### Goal:
Convert the lines below into a Markdown table with two columns, Row and Line. Number the rows in order and skip blank lines.
---
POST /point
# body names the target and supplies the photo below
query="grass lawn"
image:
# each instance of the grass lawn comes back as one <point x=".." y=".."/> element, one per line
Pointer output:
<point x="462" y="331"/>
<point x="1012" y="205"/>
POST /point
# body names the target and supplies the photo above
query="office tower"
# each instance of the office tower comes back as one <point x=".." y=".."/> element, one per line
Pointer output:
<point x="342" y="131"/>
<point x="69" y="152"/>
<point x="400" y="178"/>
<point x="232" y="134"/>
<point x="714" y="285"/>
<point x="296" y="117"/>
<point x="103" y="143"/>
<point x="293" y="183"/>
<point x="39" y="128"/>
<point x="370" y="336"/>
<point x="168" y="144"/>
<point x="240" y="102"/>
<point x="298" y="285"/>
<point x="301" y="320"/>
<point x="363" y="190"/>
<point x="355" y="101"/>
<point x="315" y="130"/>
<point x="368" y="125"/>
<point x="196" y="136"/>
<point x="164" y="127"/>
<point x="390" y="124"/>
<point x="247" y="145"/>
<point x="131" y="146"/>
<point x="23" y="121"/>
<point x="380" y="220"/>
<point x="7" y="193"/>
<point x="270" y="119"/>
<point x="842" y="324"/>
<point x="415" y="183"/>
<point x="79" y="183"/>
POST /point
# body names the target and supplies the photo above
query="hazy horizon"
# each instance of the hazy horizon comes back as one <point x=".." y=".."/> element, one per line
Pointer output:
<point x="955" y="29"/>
---
### Result:
| Row | Line |
|---|---|
| 1 | POST /point |
| 2 | # body names the target and supplies the photo below |
| 3 | query="grass lawn" |
| 4 | image: |
| 5 | # each instance of the grass lawn comes back as one <point x=".." y=".."/> element, one per line |
| 6 | Pointer output: |
| 7 | <point x="462" y="331"/> |
| 8 | <point x="1012" y="205"/> |
| 9 | POST /point |
| 10 | # body names the target and supplies the photo above |
| 11 | query="office tower" |
| 12 | # each instance of the office tower comes back as one <point x=".." y=".."/> element, one per line |
| 13 | Pointer output: |
| 14 | <point x="342" y="131"/> |
| 15 | <point x="69" y="152"/> |
| 16 | <point x="400" y="178"/> |
| 17 | <point x="232" y="134"/> |
| 18 | <point x="714" y="285"/> |
| 19 | <point x="296" y="117"/> |
| 20 | <point x="103" y="143"/> |
| 21 | <point x="293" y="183"/> |
| 22 | <point x="39" y="128"/> |
| 23 | <point x="370" y="336"/> |
| 24 | <point x="168" y="144"/> |
| 25 | <point x="240" y="102"/> |
| 26 | <point x="298" y="285"/> |
| 27 | <point x="301" y="320"/> |
| 28 | <point x="363" y="190"/> |
| 29 | <point x="355" y="101"/> |
| 30 | <point x="315" y="130"/> |
| 31 | <point x="368" y="125"/> |
| 32 | <point x="196" y="136"/> |
| 33 | <point x="164" y="127"/> |
| 34 | <point x="390" y="124"/> |
| 35 | <point x="247" y="145"/> |
| 36 | <point x="131" y="146"/> |
| 37 | <point x="23" y="121"/> |
| 38 | <point x="380" y="220"/> |
| 39 | <point x="7" y="193"/> |
| 40 | <point x="270" y="119"/> |
| 41 | <point x="842" y="324"/> |
| 42 | <point x="415" y="183"/> |
| 43 | <point x="79" y="183"/> |
| 44 | POST /point |
| 45 | # body names the target and supplies the photo above |
| 46 | query="hazy horizon" |
| 47 | # each instance of the hazy horizon comes back as one <point x=".." y=".."/> element, one per line |
| 48 | Pointer output: |
| 49 | <point x="955" y="29"/> |